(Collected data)
══════════
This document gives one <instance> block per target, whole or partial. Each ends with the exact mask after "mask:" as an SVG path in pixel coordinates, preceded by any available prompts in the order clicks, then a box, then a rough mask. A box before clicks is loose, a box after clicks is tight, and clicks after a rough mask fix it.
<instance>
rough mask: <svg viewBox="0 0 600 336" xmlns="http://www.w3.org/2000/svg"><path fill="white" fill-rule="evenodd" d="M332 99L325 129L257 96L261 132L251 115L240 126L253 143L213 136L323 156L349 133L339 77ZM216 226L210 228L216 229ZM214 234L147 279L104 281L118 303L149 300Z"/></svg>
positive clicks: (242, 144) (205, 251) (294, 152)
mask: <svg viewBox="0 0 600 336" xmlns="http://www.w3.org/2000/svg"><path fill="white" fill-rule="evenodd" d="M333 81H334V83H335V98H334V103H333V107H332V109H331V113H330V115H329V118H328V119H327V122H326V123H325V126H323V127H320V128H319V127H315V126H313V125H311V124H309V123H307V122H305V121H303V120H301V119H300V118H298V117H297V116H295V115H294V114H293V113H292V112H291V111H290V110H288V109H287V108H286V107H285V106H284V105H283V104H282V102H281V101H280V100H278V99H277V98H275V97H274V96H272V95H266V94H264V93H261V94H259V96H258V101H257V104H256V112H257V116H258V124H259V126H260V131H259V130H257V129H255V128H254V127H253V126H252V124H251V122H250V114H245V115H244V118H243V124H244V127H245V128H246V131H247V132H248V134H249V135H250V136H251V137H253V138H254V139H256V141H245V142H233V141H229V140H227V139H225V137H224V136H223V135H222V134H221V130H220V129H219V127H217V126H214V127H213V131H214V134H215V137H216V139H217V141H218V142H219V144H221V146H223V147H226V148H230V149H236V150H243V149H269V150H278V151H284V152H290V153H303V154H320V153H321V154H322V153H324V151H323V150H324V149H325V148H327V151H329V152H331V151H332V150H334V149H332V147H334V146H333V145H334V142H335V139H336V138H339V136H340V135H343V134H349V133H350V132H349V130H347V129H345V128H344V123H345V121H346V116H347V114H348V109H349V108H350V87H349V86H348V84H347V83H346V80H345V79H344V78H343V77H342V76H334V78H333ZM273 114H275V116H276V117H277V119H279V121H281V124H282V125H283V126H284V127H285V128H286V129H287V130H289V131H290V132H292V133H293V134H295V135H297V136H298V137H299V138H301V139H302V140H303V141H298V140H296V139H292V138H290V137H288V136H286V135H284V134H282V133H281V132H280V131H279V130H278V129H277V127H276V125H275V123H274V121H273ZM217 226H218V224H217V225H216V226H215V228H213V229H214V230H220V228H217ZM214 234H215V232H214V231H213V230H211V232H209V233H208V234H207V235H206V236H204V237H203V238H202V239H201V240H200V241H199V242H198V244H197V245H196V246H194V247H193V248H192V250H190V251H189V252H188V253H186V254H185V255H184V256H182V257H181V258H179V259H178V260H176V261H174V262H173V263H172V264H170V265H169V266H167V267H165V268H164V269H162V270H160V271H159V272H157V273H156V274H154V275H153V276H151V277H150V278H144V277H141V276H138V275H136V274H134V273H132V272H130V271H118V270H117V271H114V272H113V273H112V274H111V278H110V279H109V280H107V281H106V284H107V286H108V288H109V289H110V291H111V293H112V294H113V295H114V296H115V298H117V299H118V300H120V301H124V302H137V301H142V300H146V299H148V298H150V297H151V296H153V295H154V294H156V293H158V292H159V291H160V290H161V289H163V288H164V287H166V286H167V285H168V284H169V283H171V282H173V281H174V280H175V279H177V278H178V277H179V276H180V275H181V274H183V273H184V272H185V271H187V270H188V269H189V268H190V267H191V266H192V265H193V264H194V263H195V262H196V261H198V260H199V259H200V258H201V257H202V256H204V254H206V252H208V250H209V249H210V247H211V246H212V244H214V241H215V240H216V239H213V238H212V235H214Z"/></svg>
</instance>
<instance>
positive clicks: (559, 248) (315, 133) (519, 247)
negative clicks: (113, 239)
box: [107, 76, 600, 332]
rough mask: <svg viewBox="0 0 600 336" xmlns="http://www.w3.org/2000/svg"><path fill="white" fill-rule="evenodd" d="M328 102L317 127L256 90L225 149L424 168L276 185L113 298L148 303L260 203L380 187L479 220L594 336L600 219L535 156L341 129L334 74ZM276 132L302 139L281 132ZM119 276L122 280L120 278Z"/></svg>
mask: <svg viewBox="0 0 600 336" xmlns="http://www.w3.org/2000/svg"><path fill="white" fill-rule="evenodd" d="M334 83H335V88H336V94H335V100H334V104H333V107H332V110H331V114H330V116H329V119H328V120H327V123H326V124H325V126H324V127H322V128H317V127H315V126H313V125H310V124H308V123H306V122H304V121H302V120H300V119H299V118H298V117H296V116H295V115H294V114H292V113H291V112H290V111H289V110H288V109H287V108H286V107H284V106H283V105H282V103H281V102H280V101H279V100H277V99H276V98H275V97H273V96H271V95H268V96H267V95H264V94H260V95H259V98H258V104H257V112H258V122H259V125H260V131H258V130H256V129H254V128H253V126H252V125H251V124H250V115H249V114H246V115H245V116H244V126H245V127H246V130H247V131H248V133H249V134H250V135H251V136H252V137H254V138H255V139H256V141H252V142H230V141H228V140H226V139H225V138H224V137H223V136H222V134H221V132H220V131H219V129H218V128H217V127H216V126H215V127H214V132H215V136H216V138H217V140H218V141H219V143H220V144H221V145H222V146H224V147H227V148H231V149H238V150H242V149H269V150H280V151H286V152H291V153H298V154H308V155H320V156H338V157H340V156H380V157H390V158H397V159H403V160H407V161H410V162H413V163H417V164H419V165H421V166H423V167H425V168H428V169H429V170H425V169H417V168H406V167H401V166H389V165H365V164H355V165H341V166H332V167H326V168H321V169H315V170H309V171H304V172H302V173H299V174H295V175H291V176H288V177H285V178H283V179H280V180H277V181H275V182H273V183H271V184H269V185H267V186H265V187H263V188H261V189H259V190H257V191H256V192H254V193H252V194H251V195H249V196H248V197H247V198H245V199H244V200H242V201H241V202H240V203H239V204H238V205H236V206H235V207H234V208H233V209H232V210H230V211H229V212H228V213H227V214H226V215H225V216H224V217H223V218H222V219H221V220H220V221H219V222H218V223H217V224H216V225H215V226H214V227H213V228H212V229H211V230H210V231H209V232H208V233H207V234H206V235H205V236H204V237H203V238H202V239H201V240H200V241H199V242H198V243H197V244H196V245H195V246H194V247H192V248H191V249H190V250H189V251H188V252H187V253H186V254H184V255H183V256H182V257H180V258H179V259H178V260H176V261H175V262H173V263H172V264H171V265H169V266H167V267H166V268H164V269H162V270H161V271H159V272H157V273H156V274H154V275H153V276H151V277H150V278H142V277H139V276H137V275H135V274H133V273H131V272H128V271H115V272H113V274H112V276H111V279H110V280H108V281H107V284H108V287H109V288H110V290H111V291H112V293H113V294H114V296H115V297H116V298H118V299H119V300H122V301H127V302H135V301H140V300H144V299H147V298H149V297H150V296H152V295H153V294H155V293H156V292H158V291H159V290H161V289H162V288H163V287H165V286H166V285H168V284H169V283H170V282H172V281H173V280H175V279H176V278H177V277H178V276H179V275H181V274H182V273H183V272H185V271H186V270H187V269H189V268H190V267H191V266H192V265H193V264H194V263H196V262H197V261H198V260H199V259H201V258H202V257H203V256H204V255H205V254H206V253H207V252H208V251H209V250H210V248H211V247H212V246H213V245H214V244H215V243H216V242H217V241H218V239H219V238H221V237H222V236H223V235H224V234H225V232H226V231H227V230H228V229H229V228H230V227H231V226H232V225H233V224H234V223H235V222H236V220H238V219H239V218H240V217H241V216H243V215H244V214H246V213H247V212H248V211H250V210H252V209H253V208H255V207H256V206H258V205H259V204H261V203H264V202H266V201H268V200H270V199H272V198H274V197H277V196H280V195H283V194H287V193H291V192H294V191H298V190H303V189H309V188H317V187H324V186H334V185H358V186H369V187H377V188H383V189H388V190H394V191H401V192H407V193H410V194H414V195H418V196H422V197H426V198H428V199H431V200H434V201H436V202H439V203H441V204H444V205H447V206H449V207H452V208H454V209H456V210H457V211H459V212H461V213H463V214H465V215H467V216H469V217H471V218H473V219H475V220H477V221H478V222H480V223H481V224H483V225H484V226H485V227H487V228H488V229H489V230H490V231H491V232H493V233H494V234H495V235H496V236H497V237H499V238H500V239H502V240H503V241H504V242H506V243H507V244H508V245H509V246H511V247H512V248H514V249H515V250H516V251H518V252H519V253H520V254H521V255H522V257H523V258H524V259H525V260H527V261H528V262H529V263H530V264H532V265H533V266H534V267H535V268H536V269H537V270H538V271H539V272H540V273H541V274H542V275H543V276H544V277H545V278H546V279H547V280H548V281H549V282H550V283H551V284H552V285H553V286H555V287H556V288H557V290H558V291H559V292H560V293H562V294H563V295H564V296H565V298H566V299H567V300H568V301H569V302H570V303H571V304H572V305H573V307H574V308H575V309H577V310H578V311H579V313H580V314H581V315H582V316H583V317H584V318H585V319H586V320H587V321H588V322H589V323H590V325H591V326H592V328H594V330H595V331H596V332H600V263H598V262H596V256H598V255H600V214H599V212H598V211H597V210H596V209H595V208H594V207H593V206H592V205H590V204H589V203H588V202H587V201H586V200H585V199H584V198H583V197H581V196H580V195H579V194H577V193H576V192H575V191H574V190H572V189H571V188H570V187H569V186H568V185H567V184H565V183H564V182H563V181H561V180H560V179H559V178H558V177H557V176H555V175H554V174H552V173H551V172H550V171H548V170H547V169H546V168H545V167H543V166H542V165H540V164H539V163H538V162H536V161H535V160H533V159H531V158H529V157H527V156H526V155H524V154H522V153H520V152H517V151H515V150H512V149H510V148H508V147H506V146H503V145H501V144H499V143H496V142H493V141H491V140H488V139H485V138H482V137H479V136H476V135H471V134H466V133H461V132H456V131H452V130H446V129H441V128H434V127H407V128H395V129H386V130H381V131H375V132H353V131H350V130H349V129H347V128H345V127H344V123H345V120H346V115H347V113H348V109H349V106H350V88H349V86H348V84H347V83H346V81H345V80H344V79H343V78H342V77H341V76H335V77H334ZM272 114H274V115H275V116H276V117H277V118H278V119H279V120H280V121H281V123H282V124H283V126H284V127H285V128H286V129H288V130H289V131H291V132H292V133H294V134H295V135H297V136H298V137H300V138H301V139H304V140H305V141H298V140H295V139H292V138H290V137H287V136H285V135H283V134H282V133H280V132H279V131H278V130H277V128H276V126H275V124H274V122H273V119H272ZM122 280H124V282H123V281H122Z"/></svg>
══════════
→ EXERCISE BRIEF:
After locating the line holding "</instance>" above, output exactly that line and every line after it through the line holding "box: [107, 76, 600, 332]". Include nothing else.

→ TASK RESULT:
</instance>
<instance>
positive clicks: (559, 248) (315, 133) (519, 247)
negative clicks: (113, 239)
box: [107, 76, 600, 332]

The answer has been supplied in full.